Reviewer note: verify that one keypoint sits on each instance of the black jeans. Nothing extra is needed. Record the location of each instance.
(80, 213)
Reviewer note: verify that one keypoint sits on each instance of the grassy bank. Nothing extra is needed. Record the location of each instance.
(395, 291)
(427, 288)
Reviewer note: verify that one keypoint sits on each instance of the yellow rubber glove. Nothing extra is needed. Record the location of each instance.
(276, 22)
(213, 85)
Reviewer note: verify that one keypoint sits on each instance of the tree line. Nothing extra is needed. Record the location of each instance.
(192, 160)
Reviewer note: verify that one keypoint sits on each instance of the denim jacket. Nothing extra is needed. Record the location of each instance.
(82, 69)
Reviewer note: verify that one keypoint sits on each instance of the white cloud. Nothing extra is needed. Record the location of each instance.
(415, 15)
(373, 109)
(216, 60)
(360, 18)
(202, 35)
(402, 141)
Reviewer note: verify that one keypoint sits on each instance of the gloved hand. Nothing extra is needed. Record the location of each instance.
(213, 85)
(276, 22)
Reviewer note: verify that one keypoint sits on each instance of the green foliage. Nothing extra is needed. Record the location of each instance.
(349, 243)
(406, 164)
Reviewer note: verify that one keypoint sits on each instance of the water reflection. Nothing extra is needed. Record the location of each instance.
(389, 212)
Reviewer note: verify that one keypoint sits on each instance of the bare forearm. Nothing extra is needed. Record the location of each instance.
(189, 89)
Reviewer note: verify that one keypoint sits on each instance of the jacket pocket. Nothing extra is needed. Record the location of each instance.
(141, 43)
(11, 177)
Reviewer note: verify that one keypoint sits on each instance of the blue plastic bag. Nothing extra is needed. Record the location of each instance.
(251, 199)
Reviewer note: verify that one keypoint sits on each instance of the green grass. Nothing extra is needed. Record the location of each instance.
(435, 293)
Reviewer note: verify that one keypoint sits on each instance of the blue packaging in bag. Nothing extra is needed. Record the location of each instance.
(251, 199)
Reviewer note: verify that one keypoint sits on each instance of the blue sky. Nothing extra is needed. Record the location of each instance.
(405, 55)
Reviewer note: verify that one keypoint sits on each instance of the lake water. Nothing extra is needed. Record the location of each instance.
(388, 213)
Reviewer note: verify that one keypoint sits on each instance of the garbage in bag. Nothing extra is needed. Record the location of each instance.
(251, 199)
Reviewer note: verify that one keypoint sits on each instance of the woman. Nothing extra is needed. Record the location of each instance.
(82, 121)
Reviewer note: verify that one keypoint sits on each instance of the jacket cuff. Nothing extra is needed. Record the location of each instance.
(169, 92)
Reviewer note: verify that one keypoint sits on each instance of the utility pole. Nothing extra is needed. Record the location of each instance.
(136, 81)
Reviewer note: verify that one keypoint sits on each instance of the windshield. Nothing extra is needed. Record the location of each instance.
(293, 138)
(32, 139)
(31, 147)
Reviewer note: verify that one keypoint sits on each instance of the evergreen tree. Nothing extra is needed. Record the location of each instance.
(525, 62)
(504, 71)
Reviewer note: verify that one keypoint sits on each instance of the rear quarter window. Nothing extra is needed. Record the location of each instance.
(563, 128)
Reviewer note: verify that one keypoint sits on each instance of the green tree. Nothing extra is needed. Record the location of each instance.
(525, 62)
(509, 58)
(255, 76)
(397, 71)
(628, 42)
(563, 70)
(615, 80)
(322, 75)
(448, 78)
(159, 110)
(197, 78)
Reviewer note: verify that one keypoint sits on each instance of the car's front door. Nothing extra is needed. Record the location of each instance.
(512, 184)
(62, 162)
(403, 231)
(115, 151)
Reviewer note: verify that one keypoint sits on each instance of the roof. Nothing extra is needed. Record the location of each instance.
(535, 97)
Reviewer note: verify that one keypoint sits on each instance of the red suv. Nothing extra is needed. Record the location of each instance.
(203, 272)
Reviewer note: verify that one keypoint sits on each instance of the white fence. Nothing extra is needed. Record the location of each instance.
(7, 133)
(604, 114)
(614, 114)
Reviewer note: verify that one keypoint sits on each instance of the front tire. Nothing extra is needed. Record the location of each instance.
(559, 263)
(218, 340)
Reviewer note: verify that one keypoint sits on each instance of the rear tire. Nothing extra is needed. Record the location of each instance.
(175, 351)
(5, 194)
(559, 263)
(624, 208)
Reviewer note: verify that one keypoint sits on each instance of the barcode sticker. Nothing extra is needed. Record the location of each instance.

Problem details
Please revise the entries above so that every "keypoint" becomes "marker", leaving all other text unchanged.

Answer to this exercise
Reviewer note: verify that one marker sits on each instance of the black jeans. Nothing extra is needed. Record the location of each instance.
(80, 213)
Reviewer note: verify that one marker sits on each instance of the grassy bank. Nothing extra is needed. Record the location of each instance.
(395, 291)
(427, 288)
Reviewer note: verify that one marker sits on each instance of the yellow rubber glove. Nothing extra is needed. Record the location of each instance.
(276, 22)
(213, 85)
Reviewer note: verify that one marker sits on each instance of the tree line. Nothing extra is needed. Record the location of each instance.
(192, 160)
Reviewer note: verify that one marker sits on each instance of the denim jacket. Nothing extra is needed. Record the location of each instance.
(82, 69)
Reviewer note: verify that one marker sits on each instance of the white cloud. Nothing extra is needed. Record the location of each instance.
(415, 15)
(373, 109)
(216, 60)
(360, 18)
(202, 35)
(402, 141)
Reviewer note: verify that one marker sits on each instance of the gloved hand. Nothing extra is needed. Record the location of each instance.
(213, 85)
(276, 22)
Reviewer note: verify that one marker sits on each instance of the green foliage. Nothing extra is needed. Record the location of each instance.
(349, 243)
(406, 164)
Reviewer note: verify that one marker sits on each instance of the water reflection. Nothing extra is needed. Record the location of each instance.
(389, 212)
Reviewer note: verify that one marker sits on each instance of the bare forearm. Nothing extra is needed. Record the location of each instance.
(189, 89)
Reviewer note: verify that one marker sits on each instance of the jacket pocket. Nothing extra is needed. Record the location of each instance.
(141, 43)
(11, 177)
Reviewer note: verify that one marker sits on each instance of the blue plastic bag. Nothing extra is needed. Record the location of each instance.
(251, 199)
Reviewer note: verify that one marker sits on each instance of the green grass. Nothing extra is needed. Record the location of each instance.
(435, 293)
Reviewer note: verify that one marker sits on each instance of the blue packaging in bag. Nothing extra is needed. Record the location of each instance.
(251, 199)
Reviewer note: verify that one marker sits on each instance of the blue sky. Nothing extra is needed. Record the location of each instance.
(405, 55)
Reviewer note: verify that one marker sits on each instance of the lake water. Nothing extra is needed. Record the location of each instance.
(388, 213)
Reviewer note: verify that one marker sits on each instance of the garbage in bag. Nothing extra is needed. Record the location of each instance.
(251, 199)
Reviewer note: verify that one marker sits on each instance of the woman. Nothing extra is needed. Record the location of each instance.
(82, 121)
Reviewer note: verify that one marker sits on each instance of the jacket cuff. Nothing extra is needed. Record the location of each instance.
(169, 92)
Reviewer note: verify that one marker sits on each instance of the utility pole. Nothing extra is needed. Record the location of each instance.
(136, 81)
Reviewer note: verify that one marker sits on each instance of the windshield. Nothing extra is needed. Record the location of each instance.
(293, 138)
(32, 139)
(31, 147)
Reviewer note: verify that one marker sits on each instance of the evergreen tree. Nothing extra is needed. Record the location of each instance.
(525, 62)
(504, 71)
Reviewer note: verify that one marker sits on each instance of the rear quarter window. Nothing extra is needed. Record the location of each instance.
(563, 128)
Reviewer note: verify that one marker sits on each instance of the green tree. Nothing extra is needed. Record the location of each instance.
(525, 62)
(509, 58)
(255, 76)
(397, 71)
(628, 42)
(563, 70)
(615, 80)
(322, 75)
(448, 78)
(159, 110)
(197, 78)
Reviewer note: verify that one marker sits on each instance of the car's front door. Nothing extra is needed. Record the location of each instance.
(512, 184)
(62, 162)
(403, 231)
(115, 151)
Reviewer note: verify that one marker sits on each instance of the roof. Nothing extra is needed. Record the location of each instance.
(535, 97)
Reviewer note: verify that one marker sits on each instance of the red suv. Nothing extra is needed. Record the location of each instance.
(203, 272)
Reviewer note: verify that one marker sits on each instance of the white fence. Nothing extra is needed. Record the location of each instance.
(7, 133)
(604, 114)
(614, 114)
Reviewer note: verify that one marker sits on each instance of the front tire. Nothing extra is needed. Record the location of each instance.
(559, 263)
(218, 340)
Reviewer note: verify that one marker sits on each instance of the rear tire. Nothing extra is needed. Record the location of each instance.
(175, 351)
(5, 194)
(559, 263)
(624, 208)
Reviewer note: verify that one marker sits on each instance of the barcode sticker. Nothing extra is needed. Record the location of each instance.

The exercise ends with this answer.